WRITTEN INSTRUCTION:
Arrange every line of all the rows below as a Markdown table with two columns, Line and Text, numbering the lines and omitting any blank ones. Leave the pictures out.

LISTED ENTRIES:
☆ ☆ ☆ ☆
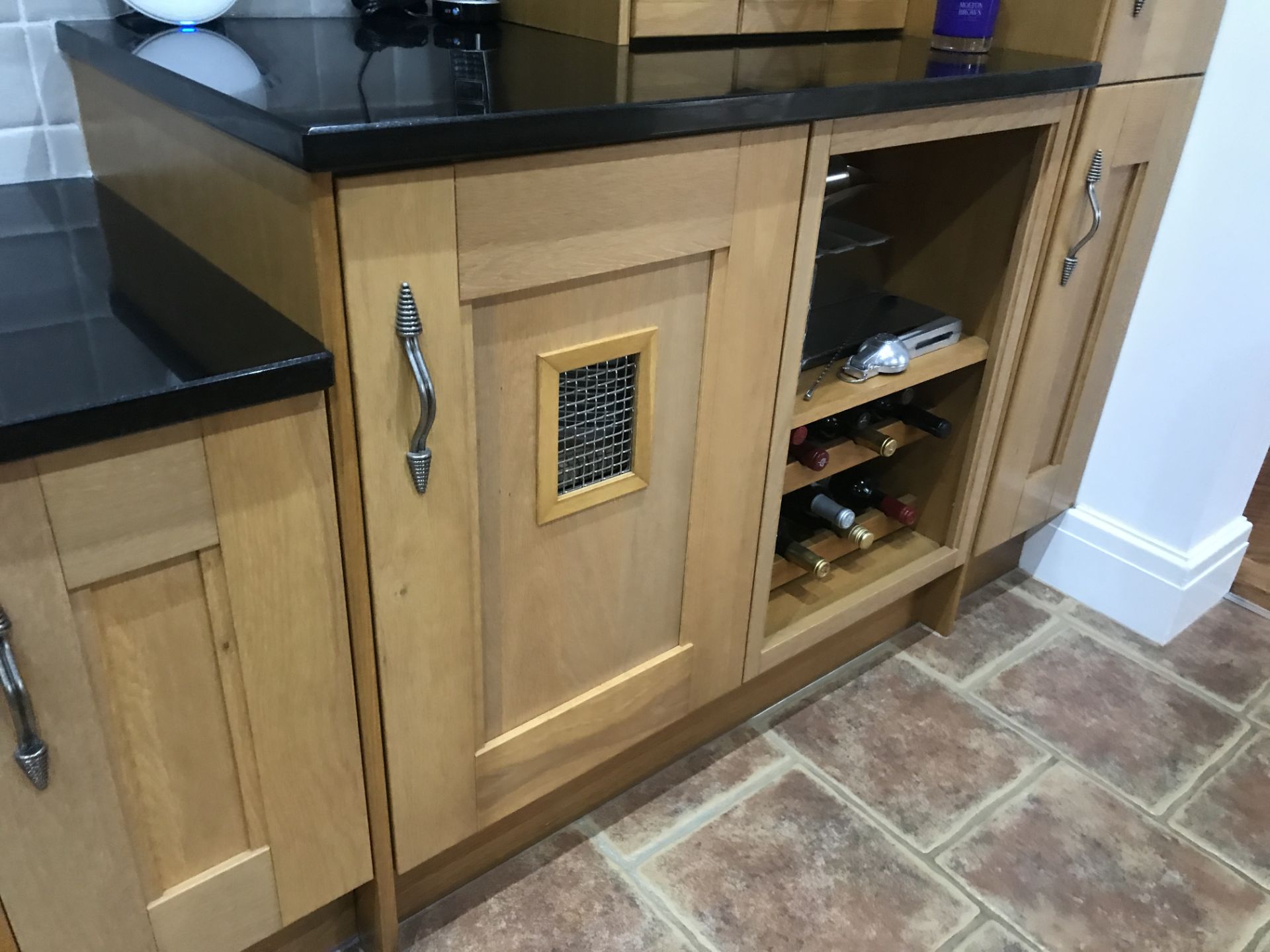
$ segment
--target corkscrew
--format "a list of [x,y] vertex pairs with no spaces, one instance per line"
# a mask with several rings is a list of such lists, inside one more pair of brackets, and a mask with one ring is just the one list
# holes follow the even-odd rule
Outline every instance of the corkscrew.
[[414,385],[419,390],[419,423],[410,437],[410,446],[405,451],[405,462],[410,470],[410,479],[419,495],[428,491],[428,475],[432,470],[432,451],[428,449],[428,433],[437,419],[437,392],[432,386],[432,374],[428,373],[428,364],[423,359],[419,349],[419,334],[423,331],[423,322],[419,320],[419,307],[414,302],[414,292],[406,282],[401,282],[401,291],[398,292],[396,333],[401,339],[401,348],[405,350],[405,359],[410,364],[410,373],[414,376]]
[[1072,279],[1072,274],[1076,272],[1076,265],[1080,264],[1077,255],[1081,249],[1085,248],[1093,236],[1099,234],[1099,227],[1102,225],[1102,207],[1099,204],[1099,182],[1102,179],[1102,150],[1100,149],[1093,154],[1093,161],[1090,162],[1090,174],[1085,176],[1085,192],[1090,197],[1090,208],[1093,209],[1093,225],[1086,232],[1085,237],[1072,245],[1072,250],[1067,253],[1067,258],[1063,259],[1063,278],[1059,282],[1064,288],[1067,282]]

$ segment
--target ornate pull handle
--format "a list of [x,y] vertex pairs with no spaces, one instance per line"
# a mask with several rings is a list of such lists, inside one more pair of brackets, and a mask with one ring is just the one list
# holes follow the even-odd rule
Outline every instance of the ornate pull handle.
[[9,702],[13,726],[18,732],[13,759],[36,784],[36,790],[44,790],[48,786],[48,745],[39,737],[36,710],[30,706],[30,694],[22,682],[18,659],[13,656],[13,646],[9,644],[10,632],[13,623],[0,607],[0,684],[4,685],[4,698]]
[[414,302],[414,292],[410,291],[408,283],[401,282],[401,291],[398,292],[396,331],[398,336],[401,338],[401,348],[410,364],[410,373],[414,374],[414,385],[419,388],[419,425],[414,428],[414,435],[410,437],[410,447],[405,451],[405,463],[419,495],[428,491],[432,451],[428,449],[427,443],[428,433],[437,419],[437,392],[432,387],[432,374],[428,373],[428,364],[419,349],[419,333],[422,330],[423,324],[419,321],[419,307]]
[[1067,258],[1063,259],[1063,281],[1062,286],[1066,288],[1067,282],[1072,279],[1072,273],[1076,270],[1076,265],[1080,261],[1076,256],[1081,253],[1093,236],[1099,234],[1099,227],[1102,225],[1102,207],[1099,204],[1099,192],[1097,185],[1102,179],[1102,150],[1100,149],[1093,154],[1093,161],[1090,162],[1090,174],[1085,176],[1085,192],[1090,197],[1090,208],[1093,209],[1093,223],[1086,232],[1085,237],[1072,245],[1072,250],[1067,253]]

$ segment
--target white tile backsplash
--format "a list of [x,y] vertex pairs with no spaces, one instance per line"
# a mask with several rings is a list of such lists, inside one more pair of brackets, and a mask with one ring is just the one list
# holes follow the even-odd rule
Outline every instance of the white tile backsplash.
[[[123,0],[0,0],[0,184],[88,175],[79,108],[53,24],[116,17]],[[237,0],[230,17],[352,17],[351,0]]]

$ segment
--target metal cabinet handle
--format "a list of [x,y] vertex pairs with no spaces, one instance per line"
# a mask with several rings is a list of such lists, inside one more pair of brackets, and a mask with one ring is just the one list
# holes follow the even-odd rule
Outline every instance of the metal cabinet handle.
[[414,292],[410,286],[401,282],[401,291],[398,292],[396,331],[401,338],[401,348],[405,350],[405,359],[410,364],[410,373],[414,374],[414,385],[419,388],[419,425],[414,428],[410,437],[410,447],[405,451],[405,462],[410,470],[410,479],[419,495],[428,491],[428,472],[432,470],[432,451],[428,449],[428,433],[437,419],[437,392],[432,387],[432,374],[428,373],[428,364],[423,359],[419,349],[419,333],[423,324],[419,321],[419,307],[414,302]]
[[1072,250],[1067,253],[1067,258],[1063,259],[1063,281],[1062,286],[1066,288],[1067,282],[1072,279],[1072,273],[1076,270],[1076,265],[1080,261],[1076,256],[1081,253],[1093,236],[1099,234],[1099,227],[1102,225],[1102,208],[1099,206],[1099,192],[1097,185],[1102,178],[1102,150],[1100,149],[1093,154],[1093,161],[1090,162],[1090,174],[1085,176],[1085,192],[1090,197],[1090,208],[1093,209],[1093,223],[1086,232],[1085,237],[1072,245]]
[[36,710],[30,706],[30,694],[22,682],[18,659],[14,658],[13,646],[9,644],[11,632],[13,623],[0,607],[0,684],[4,685],[4,698],[9,702],[13,726],[18,732],[18,746],[13,751],[13,759],[36,784],[36,790],[44,790],[48,787],[48,745],[39,739]]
☆ ☆ ☆ ☆
TASK RESULT:
| Line | Text |
|---|---|
| 1 | $ segment |
| 2 | --target corkscrew |
| 3 | --format "a list of [x,y] vertex pairs with no spaces, one instance per line" |
| 4 | # a mask with several rings is a list of such lists, inside one more pair of brackets, and a mask with one ring is just the one list |
| 5 | # holes follow the even-odd rule |
| 6 | Outline every instance of the corkscrew. |
| 7 | [[414,385],[419,390],[419,423],[410,437],[410,446],[405,451],[405,462],[410,470],[410,479],[419,495],[428,491],[428,475],[432,470],[432,451],[428,449],[428,433],[437,419],[437,392],[432,386],[432,374],[428,373],[428,364],[423,359],[419,349],[419,334],[423,331],[423,322],[419,320],[419,307],[414,302],[414,292],[406,282],[401,282],[401,291],[398,292],[396,333],[401,339],[401,348],[405,350],[405,359],[410,364],[410,373],[414,376]] |
| 8 | [[1072,279],[1072,274],[1076,272],[1076,265],[1080,264],[1077,255],[1081,249],[1085,248],[1093,236],[1099,234],[1099,227],[1102,225],[1102,207],[1099,204],[1099,182],[1102,179],[1102,150],[1100,149],[1093,154],[1093,161],[1090,162],[1090,174],[1085,176],[1085,192],[1090,197],[1090,208],[1093,209],[1093,225],[1086,232],[1085,237],[1072,245],[1072,250],[1067,253],[1067,258],[1063,259],[1063,278],[1059,282],[1064,288],[1067,282]] |
| 9 | $ segment |
| 10 | --target ornate pull handle |
| 11 | --format "a list of [x,y] vertex pairs with no spaces, one instance per line" |
| 12 | # a mask with several rings is a list of such lists, inside one more pair of brackets, and a mask with one ring is just the one list |
| 13 | # holes follow the even-odd rule |
| 14 | Outline every instance of the ornate pull handle. |
| 15 | [[9,702],[13,726],[18,732],[13,759],[36,784],[36,790],[44,790],[48,786],[48,745],[39,737],[36,710],[30,706],[30,694],[22,682],[18,659],[13,656],[13,646],[9,644],[10,632],[13,623],[0,607],[0,684],[4,685],[4,698]] |
| 16 | [[414,302],[414,292],[410,291],[408,283],[401,282],[401,291],[398,292],[396,331],[398,336],[401,338],[401,348],[410,364],[410,373],[414,374],[414,385],[419,388],[419,425],[414,428],[414,435],[410,437],[410,447],[405,451],[405,463],[419,495],[428,491],[432,451],[428,449],[427,443],[428,433],[437,419],[437,392],[432,387],[432,374],[428,373],[428,364],[419,349],[419,333],[422,330],[423,324],[419,321],[419,307]] |
| 17 | [[1067,258],[1063,259],[1063,281],[1062,286],[1066,288],[1067,282],[1072,279],[1072,273],[1076,270],[1076,265],[1080,261],[1076,256],[1081,253],[1093,236],[1099,234],[1099,227],[1102,225],[1102,207],[1099,204],[1099,192],[1097,185],[1102,179],[1102,150],[1100,149],[1093,154],[1093,161],[1090,162],[1090,174],[1085,176],[1085,192],[1090,197],[1090,208],[1093,209],[1093,223],[1086,232],[1085,237],[1072,245],[1072,250],[1067,253]] |
| 18 | $ segment |
| 19 | --target white tile backsplash |
| 20 | --format "a list of [x,y] vertex pairs with no spaces, one instance per line" |
| 21 | # a mask with several rings is a list of such lists, inside one more pair of brackets, and a mask with one ring is just the one list |
| 22 | # holes follow the even-odd rule |
| 23 | Outline every instance of the white tile backsplash. |
| 24 | [[[123,0],[0,0],[0,184],[88,175],[79,108],[53,24],[116,17]],[[237,0],[230,17],[352,17],[351,0]]] |
| 25 | $ segment |
| 26 | --target metal cabinet handle |
| 27 | --format "a list of [x,y] vertex pairs with no spaces, one instance per line" |
| 28 | # a mask with several rings is a list of such lists, inside one more pair of brackets, and a mask with one ring is just the one list |
| 29 | # holes follow the even-odd rule |
| 30 | Outline every instance of the metal cabinet handle. |
| 31 | [[414,292],[410,286],[401,282],[401,291],[398,292],[396,331],[401,338],[401,348],[405,350],[405,359],[410,364],[410,373],[414,374],[414,385],[419,388],[419,425],[414,428],[410,437],[410,447],[405,451],[405,462],[410,470],[410,479],[419,495],[428,491],[428,472],[432,470],[432,451],[428,449],[428,433],[437,419],[437,392],[432,387],[432,374],[428,373],[428,364],[423,359],[419,349],[419,333],[423,324],[419,321],[419,307],[414,302]] |
| 32 | [[1072,250],[1067,253],[1067,258],[1063,259],[1063,281],[1062,286],[1066,288],[1067,282],[1072,279],[1072,273],[1076,270],[1076,265],[1080,261],[1076,256],[1081,253],[1093,236],[1099,234],[1099,227],[1102,225],[1102,208],[1099,206],[1099,192],[1097,185],[1102,178],[1102,150],[1100,149],[1093,154],[1093,161],[1090,162],[1090,174],[1085,176],[1085,192],[1090,197],[1090,208],[1093,209],[1093,223],[1086,232],[1085,237],[1072,245]] |
| 33 | [[36,710],[30,706],[30,694],[22,682],[18,659],[14,658],[13,646],[9,644],[11,632],[13,623],[0,607],[0,684],[4,685],[4,698],[9,702],[13,726],[18,732],[18,746],[13,751],[13,759],[36,784],[36,790],[44,790],[48,787],[48,745],[39,739]] |